SOURCE DATA =
○ ○ ○
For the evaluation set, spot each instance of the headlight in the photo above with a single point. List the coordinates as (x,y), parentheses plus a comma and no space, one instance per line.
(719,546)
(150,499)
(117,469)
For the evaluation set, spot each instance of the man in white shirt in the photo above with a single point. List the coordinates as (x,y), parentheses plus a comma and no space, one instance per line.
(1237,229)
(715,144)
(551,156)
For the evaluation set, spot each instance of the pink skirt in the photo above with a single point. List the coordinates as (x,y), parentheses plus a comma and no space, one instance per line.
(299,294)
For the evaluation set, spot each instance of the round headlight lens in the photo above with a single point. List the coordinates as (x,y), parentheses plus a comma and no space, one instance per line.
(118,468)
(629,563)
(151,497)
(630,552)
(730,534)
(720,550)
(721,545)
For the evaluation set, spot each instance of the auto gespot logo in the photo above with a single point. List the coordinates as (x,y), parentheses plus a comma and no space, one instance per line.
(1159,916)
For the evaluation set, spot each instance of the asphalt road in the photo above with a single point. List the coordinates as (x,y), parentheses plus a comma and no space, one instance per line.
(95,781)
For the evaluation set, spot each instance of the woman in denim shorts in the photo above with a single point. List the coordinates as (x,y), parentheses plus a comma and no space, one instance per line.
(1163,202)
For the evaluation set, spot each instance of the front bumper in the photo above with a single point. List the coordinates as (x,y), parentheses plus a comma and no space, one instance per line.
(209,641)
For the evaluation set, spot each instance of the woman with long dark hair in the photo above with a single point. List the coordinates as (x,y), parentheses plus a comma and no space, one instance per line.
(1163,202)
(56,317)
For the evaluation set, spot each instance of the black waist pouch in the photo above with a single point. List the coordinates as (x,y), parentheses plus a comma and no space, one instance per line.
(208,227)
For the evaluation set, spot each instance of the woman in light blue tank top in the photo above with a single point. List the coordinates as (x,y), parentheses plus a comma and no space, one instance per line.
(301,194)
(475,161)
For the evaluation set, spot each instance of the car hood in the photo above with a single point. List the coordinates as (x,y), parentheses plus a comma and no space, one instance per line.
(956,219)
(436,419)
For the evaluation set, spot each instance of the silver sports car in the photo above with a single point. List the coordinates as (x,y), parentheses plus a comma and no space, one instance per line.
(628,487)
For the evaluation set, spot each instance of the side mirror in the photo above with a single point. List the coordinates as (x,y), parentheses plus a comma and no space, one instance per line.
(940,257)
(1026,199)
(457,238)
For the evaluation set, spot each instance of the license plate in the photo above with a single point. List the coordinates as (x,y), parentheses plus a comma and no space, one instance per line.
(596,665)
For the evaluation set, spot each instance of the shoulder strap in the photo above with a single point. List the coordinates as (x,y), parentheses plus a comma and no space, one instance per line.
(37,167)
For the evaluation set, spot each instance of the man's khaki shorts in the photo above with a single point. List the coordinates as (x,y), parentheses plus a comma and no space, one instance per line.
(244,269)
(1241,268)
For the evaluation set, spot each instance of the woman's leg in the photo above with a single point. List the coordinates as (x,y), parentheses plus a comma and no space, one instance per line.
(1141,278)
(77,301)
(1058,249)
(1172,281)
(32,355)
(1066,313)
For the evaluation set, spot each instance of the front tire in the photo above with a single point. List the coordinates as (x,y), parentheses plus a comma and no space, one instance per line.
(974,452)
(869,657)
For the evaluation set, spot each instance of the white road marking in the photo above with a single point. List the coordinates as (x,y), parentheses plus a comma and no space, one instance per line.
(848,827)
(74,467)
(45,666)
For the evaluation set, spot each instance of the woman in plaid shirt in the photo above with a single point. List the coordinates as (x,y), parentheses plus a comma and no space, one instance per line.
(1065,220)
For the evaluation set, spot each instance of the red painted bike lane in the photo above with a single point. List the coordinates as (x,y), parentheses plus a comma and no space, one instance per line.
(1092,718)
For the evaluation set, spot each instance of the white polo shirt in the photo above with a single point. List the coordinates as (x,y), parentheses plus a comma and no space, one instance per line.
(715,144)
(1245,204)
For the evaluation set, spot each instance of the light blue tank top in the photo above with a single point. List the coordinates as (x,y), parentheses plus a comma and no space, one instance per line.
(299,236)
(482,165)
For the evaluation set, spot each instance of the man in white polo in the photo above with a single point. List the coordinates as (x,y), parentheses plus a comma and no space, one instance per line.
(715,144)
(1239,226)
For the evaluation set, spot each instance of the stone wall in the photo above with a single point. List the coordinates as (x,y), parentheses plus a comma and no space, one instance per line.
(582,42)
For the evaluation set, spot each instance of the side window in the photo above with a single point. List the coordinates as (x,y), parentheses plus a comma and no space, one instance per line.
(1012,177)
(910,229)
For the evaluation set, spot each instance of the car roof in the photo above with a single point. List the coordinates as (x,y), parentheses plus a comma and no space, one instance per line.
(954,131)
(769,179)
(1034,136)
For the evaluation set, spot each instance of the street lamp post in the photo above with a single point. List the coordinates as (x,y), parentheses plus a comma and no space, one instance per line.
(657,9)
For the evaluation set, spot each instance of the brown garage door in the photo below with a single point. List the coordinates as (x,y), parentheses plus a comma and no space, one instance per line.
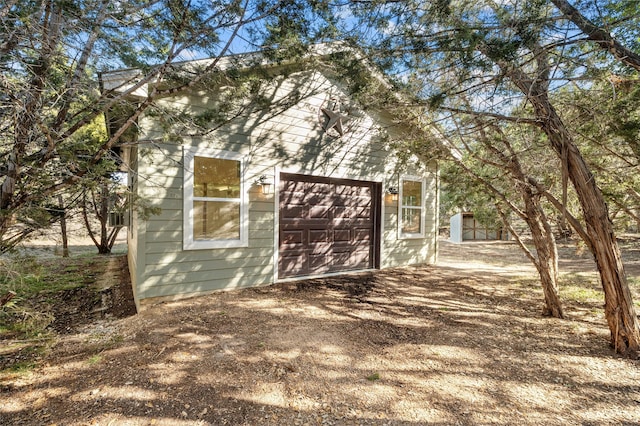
(327,225)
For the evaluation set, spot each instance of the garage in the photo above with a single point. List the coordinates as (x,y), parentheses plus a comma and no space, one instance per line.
(327,225)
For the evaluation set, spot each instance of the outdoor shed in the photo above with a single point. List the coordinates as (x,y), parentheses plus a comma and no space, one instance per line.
(302,184)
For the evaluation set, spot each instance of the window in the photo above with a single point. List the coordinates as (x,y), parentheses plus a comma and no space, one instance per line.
(411,207)
(214,200)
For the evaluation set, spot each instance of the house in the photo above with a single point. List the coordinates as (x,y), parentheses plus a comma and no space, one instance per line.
(297,181)
(465,227)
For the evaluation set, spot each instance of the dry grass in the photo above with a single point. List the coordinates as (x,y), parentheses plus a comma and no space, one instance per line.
(461,343)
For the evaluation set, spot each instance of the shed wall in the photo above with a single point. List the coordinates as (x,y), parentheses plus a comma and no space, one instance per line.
(291,140)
○ ○ ○
EXERCISE OBJECTIVE = Without including any pictures, reproduce the listing exactly.

SOLUTION =
For the evaluation set, spot each instance of the headlight in the photo above with a single point. List the coordinates as (x,y), parentheses plus a comma and no space, one instance per line.
(719,546)
(150,499)
(117,469)
For the evaluation set, spot each instance of the man in white shirt in the photo above with a single point. List the coordinates as (x,y), parentheses plus a comma and no space, one instance per line.
(1237,229)
(715,144)
(551,156)
For the evaluation set, spot each instance of the pink skirt in the photo above with a single point. List the coordinates as (x,y), parentheses plus a comma and no space, one instance per line.
(299,294)
For the evaluation set, spot each instance of the round headlight lens in the photo above with a single point. List the coordinates as (x,y), parentheses plus a comma and no space, one instance per line.
(118,468)
(629,563)
(151,497)
(630,552)
(730,534)
(720,550)
(721,545)
For the evaluation set, spot each instance of the auto gespot logo in the photo above with a single point. List the coordinates as (x,y), parentheses plus a comma and no space, one instance per line.
(1159,916)
For the evaluation set, spot each instance of the asphalt road in the photo above with a single point. List the coordinates as (x,y), parentheses plus a comma and no space, one instance per line.
(95,781)
For the evaluation set, spot each instance of the woman in denim shorts in the photo above with a single point. List the coordinates as (x,y), parentheses plus a comma and no space, one instance per line.
(1163,202)
For the evaluation set, spot each instance of the front bumper in the photo above with a single point. List the coordinates as (x,y), parentheses plus a comma and no space, one instance per line.
(209,641)
For the evaluation set, spot each instance of the woman with long dark hair in the photo above with a single point. List the coordinates as (x,y), parentheses plus a comma and no space, one instance per line.
(1163,202)
(56,317)
For the evaluation set, spot each instance of the black waist pouch in the photo above with a single point. List the coordinates as (x,y), parentheses plus a comma and no space, one instance per line.
(208,227)
For the evaluation set, spot each instance of the woman in light blue tank top in the photo above with a single point. List the coordinates as (x,y), parentheses plus a comma and no space, one instance per line.
(301,194)
(475,161)
For the evaluation set, spot each instance of the car hood in the photo above with a single point. List the coordinates as (x,y), parentheses plus a comma and no space, one instance per line.
(956,219)
(436,419)
For the evaluation set, spot each instance of the silver sports car in the photo above with a single point. List the coordinates as (x,y), parentheses plus a comma and no space, one instance per line.
(628,487)
For the evaluation set, spot each instance of the side mirror in the photo above with a single point. List the coordinates as (x,y), parentheses plus a comma and no space, one instance per line.
(940,257)
(1026,199)
(457,238)
For the evaluation set, spot each instance of the license plate in the photo above with a single point. List the coordinates as (x,y), parentheses plus a comma and no space, one instance per line.
(596,665)
For the evaluation set, spot each instance of the shoulder strap in the photo above with a single point. List the coordinates as (x,y), parentheses plus a comma and no space, one instance per line.
(37,167)
For the evaluation set, spot each instance of the man's khaki shorts in the photo above with a single point. List the coordinates as (x,y), parentheses plus a comma and no space, one instance per line.
(244,269)
(1241,268)
For the evaluation set, spot each instance of the woman's leg in the photo above with a single point. List the coordinates as (x,y), parentheses plus a comma and no space, one instance per line.
(1141,278)
(77,301)
(1058,249)
(1172,281)
(32,355)
(1066,313)
For the evaluation set, spot each instance of the front tire in the photo above with a single point. List the coordinates as (x,y), parentheses plus a comma and no space, one instance per line.
(974,452)
(869,657)
For the evaluation set, spot each instance of the white road marking in the photo above with a single point. List the coordinates as (x,y), parentheses plus a comma and no space, one instance per line.
(848,827)
(74,467)
(45,666)
For the evaluation set, spot each instance of the woman in plaid shirt in the photo above with a single point. List the coordinates as (x,y), parentheses plus a comma and no space, one instance per line.
(1065,220)
For the evaluation set, spot each instance of the red painted bike lane in the photo above with a single point. List the coordinates as (x,y), parentheses plus a comma and no space, one instance per line.
(1092,718)
For the evaluation set, spot each instance of the white polo shirt in the photo above with a single point. List the coordinates as (x,y), parentheses plus a comma and no space, one instance per line.
(715,144)
(1245,204)
For the evaluation set, spot each instance of the light blue tank top in the photo above with a single point. List the coordinates as (x,y), parentheses plus a comma and no space, one instance per line.
(299,236)
(482,165)
For the evaluation set, spot each instance of the man in white polo in the photo above with a single point. List the coordinates as (x,y), parentheses plus a comma and no space, one instance per line.
(715,144)
(1239,226)
For the evaluation set, spot each instance of the stone wall in the photo above with a single point. List the coordinates as (x,y), parentheses plus a comma and no space, one instance per line.
(582,42)
For the evaluation set, spot each instance of the side window in the photo above with a single point. List the coordinates as (x,y), parentheses plus a comma and no space, one instance per line.
(1012,177)
(910,229)
For the evaluation set, spot each instance of the car roof in the photo above with a single point. List the coordinates as (x,y), parentheses plus a comma and no space, one instance per line.
(954,131)
(769,179)
(1034,136)
For the evaluation set, spot each instance of the street lamp post in the photo above with a single point. List the coordinates as (x,y), parentheses plus a comma and no space, one instance per line.
(657,9)
For the evaluation set, spot each instance of the brown garage door in the photo below with a single point. List the coordinates as (x,y), parentheses plus a comma and no space, one instance per line.
(327,225)
For the evaluation set, spot each instance of the garage in the photo above with a single point. List the coordinates as (x,y), parentheses plus a comma and no space, one instance per line.
(327,225)
For the evaluation set, spot each instance of the outdoor shed in the photo above with a single point. List the coordinates as (x,y), parentheses plus a comma and no space, one instance per line.
(302,184)
For the evaluation set, spot each instance of the window in the photo above with a single point. List the coordinates as (x,y), parentheses plus a comma and no space, one instance per line.
(411,207)
(214,200)
For the evaluation set, spot each instance of the house in the photo above with a single point. List the coordinates as (x,y), parentheses plus a comma and no space, one instance per line.
(297,181)
(465,227)
For the evaluation set, spot each instance of the dry grass in the photo above with a single point. List the coordinates as (x,y), parentheses plus a comma and no space, one instance per line.
(461,343)
For the evaluation set, spot each instance of the shed wall in the photo above with a single point. List the coordinates as (x,y), parentheses plus a comma and no space, one instance per line.
(291,140)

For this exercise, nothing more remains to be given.